--- PAGE ---

Nouveauté : le vin à la tireuse

Les Huttard ont une vision environnementale à tout prix. Conscients que 60% de leur bilan carbone et de leurs déchets sont perdus, ils ont réfléchi et se sont souvenu que leurs ainés réutilisaient les bouteilles jusqu’à trois fois. Résultat, un nouveau concept de distribution écologue, durable et favorisant une consommation locale : les vins à la tireuse. Le vin est mis en fût Ecofass de 10, 20 ou 30 litres puis tiré dans une bouteille consignée faite à 80% de verre recyclé, bouché par une capsule mécanique (comme la limonade) produite en Alsace. Deux cuvées à découvrir, # l’effrontée blanc, issu de vieilles vignes de chardonnay en blanc sec, # l’effrontée rouge nature, un pinot noir sans soufre ajouté. Ces cuvées sont des vins faciles à boire, faits pour le partage sans façon. Tous les vendredi soir, une offre à emporter est proposée au domaine en collaboration avec un restaurateur ou un traiteur : un plat et une bouteille, 25 € pour une personne, 40 € pour deux.

Un groupe dirigé par une femme

Les jeunes vignerons indépendants d’Alsace réunissent actuellement une cinquantaine de personnes, dont une quinzaine de femmes. Hélène Huttard explique que son arrivée à la tête « s’est faite naturellement ». Mathieu Deiss et Denis Ebinger avaient lancé le groupe et Hélène avait été le bras droit de ce dernier. Elle poursuit : « On a fait le tour des talents de chacun. Avec mes études en marketing et communication, je pouvais apporter du visuel et aider au commercial. J’avais travaillé à Paris sur une appli vin, chez Twil, c’était une bonne préparation ».

--- EXTRAIT DE DONNÉES ---

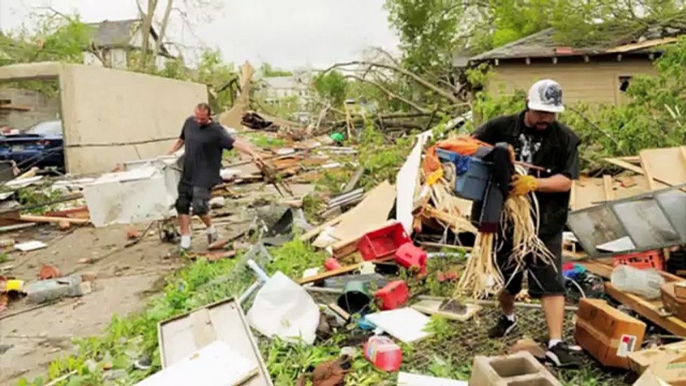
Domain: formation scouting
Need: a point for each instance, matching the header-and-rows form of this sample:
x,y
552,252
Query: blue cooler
x,y
473,174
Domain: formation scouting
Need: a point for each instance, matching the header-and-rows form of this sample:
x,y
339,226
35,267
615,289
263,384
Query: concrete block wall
x,y
520,369
42,108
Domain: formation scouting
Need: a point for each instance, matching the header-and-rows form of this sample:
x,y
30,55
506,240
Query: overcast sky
x,y
286,33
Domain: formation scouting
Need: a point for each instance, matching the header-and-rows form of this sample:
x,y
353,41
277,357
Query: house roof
x,y
117,33
114,33
543,45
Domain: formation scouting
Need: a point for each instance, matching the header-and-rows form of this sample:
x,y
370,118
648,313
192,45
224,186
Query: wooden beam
x,y
649,310
339,271
625,165
647,172
607,187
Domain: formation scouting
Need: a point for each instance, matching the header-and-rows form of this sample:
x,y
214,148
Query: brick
x,y
520,369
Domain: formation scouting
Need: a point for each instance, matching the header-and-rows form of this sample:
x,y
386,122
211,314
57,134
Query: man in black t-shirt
x,y
538,139
204,142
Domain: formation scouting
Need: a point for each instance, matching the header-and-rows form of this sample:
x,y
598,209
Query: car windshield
x,y
46,128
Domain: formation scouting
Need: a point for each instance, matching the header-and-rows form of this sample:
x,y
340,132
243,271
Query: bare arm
x,y
177,145
555,184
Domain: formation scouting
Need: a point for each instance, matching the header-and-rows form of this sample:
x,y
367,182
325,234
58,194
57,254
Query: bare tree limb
x,y
409,74
162,31
390,93
145,30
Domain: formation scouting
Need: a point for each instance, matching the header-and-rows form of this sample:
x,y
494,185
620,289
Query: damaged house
x,y
597,74
114,42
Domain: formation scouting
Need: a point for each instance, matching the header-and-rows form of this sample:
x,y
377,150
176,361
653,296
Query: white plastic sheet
x,y
283,308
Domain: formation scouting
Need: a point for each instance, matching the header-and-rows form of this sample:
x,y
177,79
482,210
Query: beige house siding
x,y
591,83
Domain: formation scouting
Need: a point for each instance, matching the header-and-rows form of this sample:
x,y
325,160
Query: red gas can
x,y
384,354
332,264
393,295
408,256
382,242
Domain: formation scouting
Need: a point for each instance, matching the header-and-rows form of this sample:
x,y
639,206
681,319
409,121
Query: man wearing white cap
x,y
538,139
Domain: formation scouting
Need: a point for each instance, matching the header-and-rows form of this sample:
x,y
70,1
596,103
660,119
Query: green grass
x,y
448,353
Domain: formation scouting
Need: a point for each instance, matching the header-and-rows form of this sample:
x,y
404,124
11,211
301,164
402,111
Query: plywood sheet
x,y
370,214
666,165
142,114
587,192
180,337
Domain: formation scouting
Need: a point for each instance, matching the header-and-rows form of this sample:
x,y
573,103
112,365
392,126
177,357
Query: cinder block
x,y
520,369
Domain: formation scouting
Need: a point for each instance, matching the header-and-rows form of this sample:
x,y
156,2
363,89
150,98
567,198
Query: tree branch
x,y
418,79
390,93
162,31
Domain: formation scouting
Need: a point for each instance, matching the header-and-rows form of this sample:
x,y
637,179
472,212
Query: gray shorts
x,y
543,279
195,197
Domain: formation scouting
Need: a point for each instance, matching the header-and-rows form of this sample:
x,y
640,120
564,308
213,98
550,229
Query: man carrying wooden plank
x,y
537,138
204,142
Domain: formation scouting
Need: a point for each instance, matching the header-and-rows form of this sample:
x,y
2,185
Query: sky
x,y
288,34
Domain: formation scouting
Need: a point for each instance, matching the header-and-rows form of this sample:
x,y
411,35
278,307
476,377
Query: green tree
x,y
268,71
216,74
332,87
428,32
54,38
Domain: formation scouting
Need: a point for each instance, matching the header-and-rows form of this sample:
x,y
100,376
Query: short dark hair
x,y
204,107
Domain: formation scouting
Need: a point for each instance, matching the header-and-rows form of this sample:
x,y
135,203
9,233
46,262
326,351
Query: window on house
x,y
624,82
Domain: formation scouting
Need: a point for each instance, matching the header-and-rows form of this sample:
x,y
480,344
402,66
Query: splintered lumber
x,y
46,219
650,309
339,271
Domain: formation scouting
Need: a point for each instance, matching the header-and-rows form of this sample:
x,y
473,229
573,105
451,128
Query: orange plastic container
x,y
642,260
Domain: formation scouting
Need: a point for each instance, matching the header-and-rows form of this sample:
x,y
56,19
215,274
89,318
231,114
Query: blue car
x,y
41,146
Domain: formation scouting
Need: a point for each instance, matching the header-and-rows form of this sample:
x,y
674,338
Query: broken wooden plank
x,y
46,219
339,271
651,310
625,165
320,228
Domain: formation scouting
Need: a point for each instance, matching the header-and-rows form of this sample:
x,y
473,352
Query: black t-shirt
x,y
556,149
204,146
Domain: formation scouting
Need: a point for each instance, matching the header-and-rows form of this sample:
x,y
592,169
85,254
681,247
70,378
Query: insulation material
x,y
408,182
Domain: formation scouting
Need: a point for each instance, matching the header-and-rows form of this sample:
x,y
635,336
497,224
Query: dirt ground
x,y
29,341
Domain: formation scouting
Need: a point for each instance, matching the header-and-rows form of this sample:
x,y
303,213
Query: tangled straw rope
x,y
482,276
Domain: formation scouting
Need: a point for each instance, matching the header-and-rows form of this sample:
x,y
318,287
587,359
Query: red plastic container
x,y
409,256
382,242
383,353
332,264
393,295
642,260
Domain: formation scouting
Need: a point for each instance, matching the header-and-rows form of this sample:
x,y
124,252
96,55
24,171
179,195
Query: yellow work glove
x,y
522,185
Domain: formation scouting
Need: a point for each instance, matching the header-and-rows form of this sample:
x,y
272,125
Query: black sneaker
x,y
562,356
502,328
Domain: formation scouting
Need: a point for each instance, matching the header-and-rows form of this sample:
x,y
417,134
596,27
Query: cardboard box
x,y
672,302
671,373
639,361
608,334
680,290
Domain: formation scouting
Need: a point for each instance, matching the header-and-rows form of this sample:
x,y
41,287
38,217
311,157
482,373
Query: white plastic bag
x,y
642,282
285,309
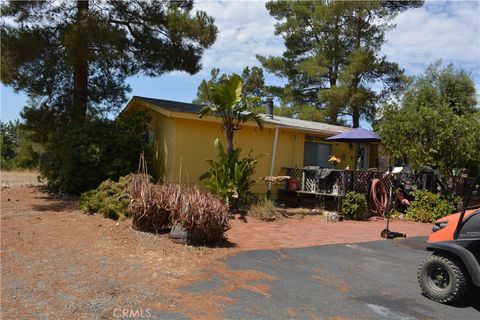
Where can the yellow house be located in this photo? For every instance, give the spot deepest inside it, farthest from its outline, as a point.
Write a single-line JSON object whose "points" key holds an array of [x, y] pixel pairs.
{"points": [[182, 142]]}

---

* _EXERCICE ÉCRIT A_:
Répondez à ces questions à partir du texte sur le vin à la tireuse :
(i) Quelles tailles de fût Ecofass sont utilisées ?
(ii) Combien coûte l'offre à emporter du vendredi soir pour deux personnes ?
(iii) Combien de femmes compte le groupe des jeunes vignerons indépendants d'Alsace ?
* _EXERCICE ÉCRIT B_: Résumez le texte sur le vin à la tireuse en deux phrases.
* _EXERCICE ÉCRIT C_: Prolongez le texte sur le vin à la tireuse à partir de sa dernière phrase.

* _RÉPONSE A_:
(i) 10, 20 ou 30 litres.
(ii) 40 €.
(iii) Une quinzaine.

* _RÉPONSE B_: Les Huttard proposent des vins à la tireuse : le vin est mis en fût, puis tiré dans une bouteille consignée en verre recyclé, et deux cuvées sont à découvrir, l'effrontée blanc et l'effrontée rouge nature. Hélène Huttard est à la tête des jeunes vignerons indépendants d'Alsace, un groupe d'une cinquantaine de personnes, et elle explique que son arrivée à ce poste s'est faite naturellement.

* _RÉPONSE C_:
Les femmes et le vin ?

« Le monde du vin est un monde à part, ce sont des familles, des histoires, la complexité de la viticulture, c’est beaucoup plus dur que la communication » reconnait Hélène Huttard. « Il faut accepter un monde patriarcal et cruel et donc avoir des idées fortes en face et les défendre. Au début j’ai eu quelques revers, mais maintenant les gens ont compris, je n’ai plus trop de soucis ». Pour elle tout est accessible en réfléchissant : « Si j’ai un peu moins de force physique, à moi d’être inventive pour contourner le problème ». Elle reconnait qu’hélas les femmes ont encore souvent leurs propres freins, elles ne se sentent pas légitimes « alors qu’il n’y a rien d’extraordinaire à conduire un tracteur ».